* Stated goal
Copy the data verbatim, beginning with the line that contains "Can you detect any branch" and ending after the line that contains "[835,575,864,601]".
── Material provided
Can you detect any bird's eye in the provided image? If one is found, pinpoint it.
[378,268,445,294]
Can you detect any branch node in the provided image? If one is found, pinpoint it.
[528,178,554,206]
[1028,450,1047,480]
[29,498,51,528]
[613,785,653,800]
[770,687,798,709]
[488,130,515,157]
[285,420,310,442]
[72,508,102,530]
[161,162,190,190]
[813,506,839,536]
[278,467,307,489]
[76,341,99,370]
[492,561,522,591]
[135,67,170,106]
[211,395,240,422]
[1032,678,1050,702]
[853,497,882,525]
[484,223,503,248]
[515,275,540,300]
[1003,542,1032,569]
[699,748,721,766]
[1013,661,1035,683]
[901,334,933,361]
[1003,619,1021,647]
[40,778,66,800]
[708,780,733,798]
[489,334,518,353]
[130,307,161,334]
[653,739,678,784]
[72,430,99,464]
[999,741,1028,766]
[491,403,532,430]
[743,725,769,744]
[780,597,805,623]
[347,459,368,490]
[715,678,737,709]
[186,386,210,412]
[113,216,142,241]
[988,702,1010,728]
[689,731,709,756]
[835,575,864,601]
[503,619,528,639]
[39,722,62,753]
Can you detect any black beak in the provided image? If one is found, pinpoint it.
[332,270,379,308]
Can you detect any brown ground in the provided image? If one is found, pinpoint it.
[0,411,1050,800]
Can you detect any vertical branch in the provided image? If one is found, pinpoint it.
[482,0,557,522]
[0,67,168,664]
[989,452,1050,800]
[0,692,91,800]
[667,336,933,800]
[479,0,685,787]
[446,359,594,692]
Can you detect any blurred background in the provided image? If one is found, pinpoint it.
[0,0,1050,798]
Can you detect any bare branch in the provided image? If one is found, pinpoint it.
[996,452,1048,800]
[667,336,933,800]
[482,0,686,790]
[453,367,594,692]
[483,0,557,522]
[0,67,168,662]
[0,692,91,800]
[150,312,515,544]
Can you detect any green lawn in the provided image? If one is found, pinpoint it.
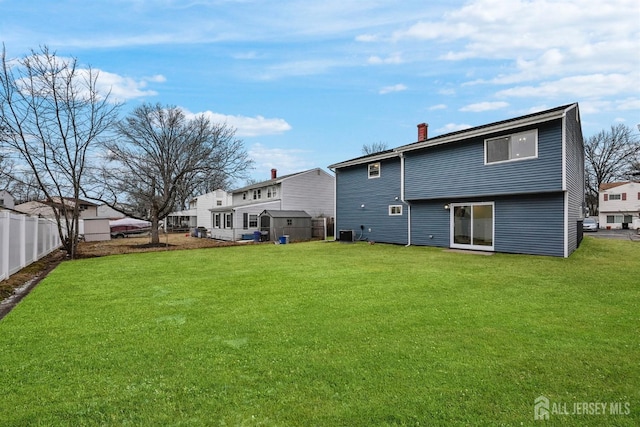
[0,237,640,426]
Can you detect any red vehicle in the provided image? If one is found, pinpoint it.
[109,218,151,239]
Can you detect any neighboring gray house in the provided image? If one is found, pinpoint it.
[210,168,335,240]
[330,104,585,257]
[15,197,98,219]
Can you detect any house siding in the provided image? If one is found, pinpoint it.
[406,120,562,200]
[564,108,585,256]
[599,182,640,229]
[336,158,407,244]
[332,104,585,257]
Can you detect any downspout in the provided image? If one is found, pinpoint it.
[400,153,411,247]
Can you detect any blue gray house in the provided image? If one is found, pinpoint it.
[329,104,585,257]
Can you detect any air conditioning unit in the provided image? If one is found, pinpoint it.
[338,230,354,242]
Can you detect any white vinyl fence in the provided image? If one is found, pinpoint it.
────
* The completed task
Can you detect any branch node in the provided image? If one is found, pinpoint it.
[528,178,554,206]
[1028,450,1047,480]
[29,498,51,528]
[613,785,653,800]
[770,687,798,709]
[488,130,515,157]
[285,420,310,442]
[72,508,102,530]
[161,162,190,190]
[813,506,839,536]
[278,467,307,489]
[76,341,99,370]
[492,561,522,591]
[135,67,170,106]
[211,395,240,422]
[1032,678,1050,702]
[853,497,882,525]
[484,223,503,248]
[515,275,540,300]
[1003,542,1032,569]
[699,748,721,766]
[1013,661,1035,683]
[901,334,933,361]
[1003,619,1021,647]
[40,778,66,800]
[708,780,733,798]
[489,334,518,353]
[130,307,161,334]
[653,739,678,784]
[72,430,99,464]
[999,741,1028,766]
[491,403,532,430]
[743,725,769,744]
[780,597,805,623]
[347,459,368,490]
[715,678,737,709]
[186,386,210,412]
[113,216,142,241]
[988,702,1010,728]
[689,731,709,756]
[835,575,864,601]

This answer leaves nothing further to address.